Set task:
Answer these questions using the preserving text below:
1. Why were the pickles made at midnight?
2. What was done with the dried tomato skins?
3. How long did the quince and apple compote take to make?

Source document:
——

Here's a midnight batch (that's when my kids are out of the kitchen and I can actually work for more than 5 minutes at a time, ha ha) of pickles, carrots, beans, radishes, cauliflower, brussel sprouts and garlic.

Another batch of midnight pickles, beets and daikon radish, beans, garlic, and some roasted peppers we put up at the neighbour's house.

I also dried some of the tomatoes and skins in a dehydrator then pulverized those skins in a spice mill for instant dried tomato paste. I saw that online somewhere and thought it was pretty brilliant.


The last and most intense project was quince and apple compote. Nobody was available to help with that but it had to be done before the fruit flies took over my entire kitchen

. A huge bushel of quince from the neighbour's tree and all the left over apples from our Scouting troup's apple day plus a ton of lemon, honey, ginger, and sugar. It took me from 9:30am to 2am the next morning. All I can say is good thing it's tasty AND somebody else can deal with that tree next year! It's really neat watching that golden fruit turn pink as it cooks though...

——

Information provided:
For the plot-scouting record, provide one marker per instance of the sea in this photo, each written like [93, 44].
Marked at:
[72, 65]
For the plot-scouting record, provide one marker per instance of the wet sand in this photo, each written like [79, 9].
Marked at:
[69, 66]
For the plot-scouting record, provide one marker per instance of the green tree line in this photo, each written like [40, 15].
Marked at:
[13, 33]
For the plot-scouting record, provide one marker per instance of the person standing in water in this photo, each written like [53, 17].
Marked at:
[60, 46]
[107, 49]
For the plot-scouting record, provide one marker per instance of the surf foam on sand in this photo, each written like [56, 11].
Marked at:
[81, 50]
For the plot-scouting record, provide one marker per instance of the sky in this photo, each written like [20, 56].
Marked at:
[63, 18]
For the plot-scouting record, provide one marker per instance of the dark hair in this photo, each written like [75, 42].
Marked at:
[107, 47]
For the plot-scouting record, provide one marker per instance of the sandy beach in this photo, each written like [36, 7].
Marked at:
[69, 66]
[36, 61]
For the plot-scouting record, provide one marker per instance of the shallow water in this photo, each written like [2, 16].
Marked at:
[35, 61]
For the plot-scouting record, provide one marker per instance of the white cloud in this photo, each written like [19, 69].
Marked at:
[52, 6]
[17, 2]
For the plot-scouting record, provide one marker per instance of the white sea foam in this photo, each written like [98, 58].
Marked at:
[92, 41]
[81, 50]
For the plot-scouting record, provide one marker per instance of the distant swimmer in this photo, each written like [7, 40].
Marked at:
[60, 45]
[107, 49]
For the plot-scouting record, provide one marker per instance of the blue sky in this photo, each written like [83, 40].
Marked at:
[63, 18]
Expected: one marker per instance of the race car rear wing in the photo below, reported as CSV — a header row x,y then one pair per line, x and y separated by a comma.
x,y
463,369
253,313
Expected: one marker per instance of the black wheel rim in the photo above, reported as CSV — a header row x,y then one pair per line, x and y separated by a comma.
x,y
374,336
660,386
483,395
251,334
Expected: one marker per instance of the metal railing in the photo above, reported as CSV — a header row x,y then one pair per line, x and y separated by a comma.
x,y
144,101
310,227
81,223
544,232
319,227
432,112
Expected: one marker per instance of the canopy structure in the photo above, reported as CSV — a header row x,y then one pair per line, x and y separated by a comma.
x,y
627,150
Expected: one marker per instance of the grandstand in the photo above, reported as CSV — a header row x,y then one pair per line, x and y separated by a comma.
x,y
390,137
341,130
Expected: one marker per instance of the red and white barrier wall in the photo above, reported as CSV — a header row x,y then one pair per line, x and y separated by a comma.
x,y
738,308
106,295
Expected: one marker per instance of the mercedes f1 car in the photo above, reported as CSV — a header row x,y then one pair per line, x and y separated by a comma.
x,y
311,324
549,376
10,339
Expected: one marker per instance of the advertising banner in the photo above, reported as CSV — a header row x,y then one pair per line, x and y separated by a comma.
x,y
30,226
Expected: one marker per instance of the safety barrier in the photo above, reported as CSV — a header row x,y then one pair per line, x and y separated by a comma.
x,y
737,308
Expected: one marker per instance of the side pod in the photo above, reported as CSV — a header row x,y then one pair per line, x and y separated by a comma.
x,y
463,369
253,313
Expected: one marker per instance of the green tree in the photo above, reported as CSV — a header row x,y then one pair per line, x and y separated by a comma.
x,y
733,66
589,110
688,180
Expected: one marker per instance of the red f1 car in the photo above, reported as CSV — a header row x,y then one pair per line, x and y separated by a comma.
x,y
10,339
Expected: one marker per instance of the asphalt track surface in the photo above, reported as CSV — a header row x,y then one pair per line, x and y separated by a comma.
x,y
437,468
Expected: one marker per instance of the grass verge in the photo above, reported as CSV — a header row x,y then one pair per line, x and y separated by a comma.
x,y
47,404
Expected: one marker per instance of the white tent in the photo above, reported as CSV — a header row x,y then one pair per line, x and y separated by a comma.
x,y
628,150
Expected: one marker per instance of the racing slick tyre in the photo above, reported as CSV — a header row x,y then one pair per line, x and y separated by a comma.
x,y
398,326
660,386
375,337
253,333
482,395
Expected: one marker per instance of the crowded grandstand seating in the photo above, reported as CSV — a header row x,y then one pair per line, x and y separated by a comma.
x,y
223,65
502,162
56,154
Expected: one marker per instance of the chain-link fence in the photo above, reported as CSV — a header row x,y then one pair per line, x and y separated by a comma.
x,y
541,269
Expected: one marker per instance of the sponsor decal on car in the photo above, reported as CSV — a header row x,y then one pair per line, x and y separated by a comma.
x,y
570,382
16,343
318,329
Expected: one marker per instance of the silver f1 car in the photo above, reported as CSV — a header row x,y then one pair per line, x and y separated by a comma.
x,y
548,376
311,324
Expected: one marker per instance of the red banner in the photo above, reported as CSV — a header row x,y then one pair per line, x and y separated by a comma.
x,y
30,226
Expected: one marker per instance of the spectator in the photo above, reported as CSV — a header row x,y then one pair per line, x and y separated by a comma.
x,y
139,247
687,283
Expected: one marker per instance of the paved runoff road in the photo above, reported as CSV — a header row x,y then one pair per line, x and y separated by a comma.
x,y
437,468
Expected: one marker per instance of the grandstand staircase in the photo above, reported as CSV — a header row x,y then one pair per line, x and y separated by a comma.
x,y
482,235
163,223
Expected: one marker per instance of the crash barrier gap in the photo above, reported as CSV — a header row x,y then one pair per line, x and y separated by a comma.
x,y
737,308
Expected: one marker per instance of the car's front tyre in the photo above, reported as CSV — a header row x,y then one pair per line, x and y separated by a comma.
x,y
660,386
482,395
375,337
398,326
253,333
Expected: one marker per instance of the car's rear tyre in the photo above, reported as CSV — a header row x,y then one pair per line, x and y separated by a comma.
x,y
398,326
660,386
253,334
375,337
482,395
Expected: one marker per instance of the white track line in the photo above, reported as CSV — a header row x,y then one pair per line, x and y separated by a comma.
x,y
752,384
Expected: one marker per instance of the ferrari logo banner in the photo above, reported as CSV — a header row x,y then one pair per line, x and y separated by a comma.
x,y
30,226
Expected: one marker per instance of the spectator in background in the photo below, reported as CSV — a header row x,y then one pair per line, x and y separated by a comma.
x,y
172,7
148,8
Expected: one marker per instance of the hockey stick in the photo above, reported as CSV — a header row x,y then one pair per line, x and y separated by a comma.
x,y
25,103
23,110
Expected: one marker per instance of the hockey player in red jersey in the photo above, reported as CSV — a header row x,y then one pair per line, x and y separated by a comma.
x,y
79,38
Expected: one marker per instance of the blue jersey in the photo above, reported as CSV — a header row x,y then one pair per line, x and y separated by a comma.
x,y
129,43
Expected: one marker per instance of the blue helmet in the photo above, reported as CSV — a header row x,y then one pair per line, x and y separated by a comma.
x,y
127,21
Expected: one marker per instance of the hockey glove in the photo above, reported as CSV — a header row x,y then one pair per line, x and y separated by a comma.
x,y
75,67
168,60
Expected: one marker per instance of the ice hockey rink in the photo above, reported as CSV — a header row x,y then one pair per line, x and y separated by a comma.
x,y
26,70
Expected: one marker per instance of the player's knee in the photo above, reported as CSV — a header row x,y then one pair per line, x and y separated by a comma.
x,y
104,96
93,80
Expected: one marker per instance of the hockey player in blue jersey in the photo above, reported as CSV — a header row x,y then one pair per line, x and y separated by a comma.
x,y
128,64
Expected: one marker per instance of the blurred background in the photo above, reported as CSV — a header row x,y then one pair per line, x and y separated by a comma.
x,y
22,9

——

Output:
1. At midnight the kids are out of the kitchen, so the work can go on for more than 5 minutes at a time.
2. They were ground in a spice mill to make instant dried tomato paste.
3. It took from 9:30am to 2am the next morning.